■ **Work required**: Write out each record again exactly as it stands.

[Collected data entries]
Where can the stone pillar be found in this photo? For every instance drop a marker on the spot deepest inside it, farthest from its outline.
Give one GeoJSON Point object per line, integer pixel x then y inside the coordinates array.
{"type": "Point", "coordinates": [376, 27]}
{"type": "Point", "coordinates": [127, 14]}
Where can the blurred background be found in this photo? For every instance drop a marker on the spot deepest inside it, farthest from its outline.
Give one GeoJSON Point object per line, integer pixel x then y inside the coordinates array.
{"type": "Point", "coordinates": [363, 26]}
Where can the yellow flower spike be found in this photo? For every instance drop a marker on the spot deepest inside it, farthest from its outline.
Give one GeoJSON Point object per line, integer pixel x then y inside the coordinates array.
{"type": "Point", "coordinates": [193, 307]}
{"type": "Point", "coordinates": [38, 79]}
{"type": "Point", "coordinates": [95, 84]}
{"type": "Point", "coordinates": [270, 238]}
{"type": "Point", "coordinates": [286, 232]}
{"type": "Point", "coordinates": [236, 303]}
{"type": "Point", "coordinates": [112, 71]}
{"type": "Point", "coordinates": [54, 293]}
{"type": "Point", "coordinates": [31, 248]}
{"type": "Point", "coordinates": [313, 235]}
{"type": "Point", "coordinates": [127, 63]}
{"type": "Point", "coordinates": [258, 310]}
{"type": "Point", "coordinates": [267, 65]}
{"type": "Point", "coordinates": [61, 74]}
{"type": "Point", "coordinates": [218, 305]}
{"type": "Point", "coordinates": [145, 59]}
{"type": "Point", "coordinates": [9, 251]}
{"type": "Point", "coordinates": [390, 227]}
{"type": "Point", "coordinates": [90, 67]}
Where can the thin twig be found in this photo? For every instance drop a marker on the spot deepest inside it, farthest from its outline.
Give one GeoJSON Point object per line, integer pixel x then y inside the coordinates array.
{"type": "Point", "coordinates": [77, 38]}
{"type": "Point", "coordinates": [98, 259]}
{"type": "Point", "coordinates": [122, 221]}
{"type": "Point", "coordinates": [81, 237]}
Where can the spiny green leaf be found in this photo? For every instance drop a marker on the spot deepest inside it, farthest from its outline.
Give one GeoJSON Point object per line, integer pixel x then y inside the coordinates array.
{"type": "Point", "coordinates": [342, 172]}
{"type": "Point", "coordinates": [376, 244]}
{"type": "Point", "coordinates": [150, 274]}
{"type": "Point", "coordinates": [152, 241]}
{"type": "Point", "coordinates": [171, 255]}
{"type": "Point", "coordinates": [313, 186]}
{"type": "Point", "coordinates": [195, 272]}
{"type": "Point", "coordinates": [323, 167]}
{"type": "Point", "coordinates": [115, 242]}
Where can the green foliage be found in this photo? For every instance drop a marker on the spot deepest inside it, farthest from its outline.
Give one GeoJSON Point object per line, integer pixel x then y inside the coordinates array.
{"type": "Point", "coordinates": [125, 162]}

■ **The result**:
Where can the stone pillar be found in this photo? For every instance drop a marker on the spot deepest inside it, farthest from its outline.
Give one GeoJSON Point object per line, integer pixel x then y inside the coordinates array.
{"type": "Point", "coordinates": [376, 27]}
{"type": "Point", "coordinates": [127, 14]}
Where can the blurred background be found in this photo? For every instance drop a marker on the spot deepest inside it, farthest from its outline.
Give one GeoJSON Point object per line, integer pixel x then y inside the coordinates array.
{"type": "Point", "coordinates": [363, 26]}
Where can the yellow flower spike be found in this photo? For every instance drop a marker on the spot deepest inside it, farthest from its outline.
Give one GeoJSON Point object per line, integer pixel x then y inside the coordinates array.
{"type": "Point", "coordinates": [193, 307]}
{"type": "Point", "coordinates": [38, 79]}
{"type": "Point", "coordinates": [95, 84]}
{"type": "Point", "coordinates": [270, 238]}
{"type": "Point", "coordinates": [286, 232]}
{"type": "Point", "coordinates": [236, 303]}
{"type": "Point", "coordinates": [112, 71]}
{"type": "Point", "coordinates": [54, 293]}
{"type": "Point", "coordinates": [31, 248]}
{"type": "Point", "coordinates": [313, 235]}
{"type": "Point", "coordinates": [127, 63]}
{"type": "Point", "coordinates": [258, 310]}
{"type": "Point", "coordinates": [267, 65]}
{"type": "Point", "coordinates": [61, 74]}
{"type": "Point", "coordinates": [218, 305]}
{"type": "Point", "coordinates": [145, 59]}
{"type": "Point", "coordinates": [9, 251]}
{"type": "Point", "coordinates": [390, 227]}
{"type": "Point", "coordinates": [90, 67]}
Where can the thin twig be found in this photo? For every instance drop a marker on the spot deepest inside it, farthest from its outline.
Give one GeoJSON Point object per line, integer pixel x then y inside the coordinates array.
{"type": "Point", "coordinates": [77, 38]}
{"type": "Point", "coordinates": [98, 259]}
{"type": "Point", "coordinates": [122, 221]}
{"type": "Point", "coordinates": [81, 237]}
Where can the spiny green leaf be found in this photo? For every instance drop a marker on the spot deepest inside it, farthest from its outline.
Give one GeoJSON Point object per line, integer pixel x then y inside the coordinates array.
{"type": "Point", "coordinates": [342, 172]}
{"type": "Point", "coordinates": [376, 244]}
{"type": "Point", "coordinates": [150, 274]}
{"type": "Point", "coordinates": [152, 241]}
{"type": "Point", "coordinates": [171, 255]}
{"type": "Point", "coordinates": [313, 186]}
{"type": "Point", "coordinates": [195, 272]}
{"type": "Point", "coordinates": [323, 167]}
{"type": "Point", "coordinates": [115, 242]}
Where can the green foliage be found in this photo? For every instance drop a marker on the spot deepest inside it, farthest from its outline.
Give one GeoJSON Point object per line, integer pixel x then y inside the coordinates array.
{"type": "Point", "coordinates": [125, 162]}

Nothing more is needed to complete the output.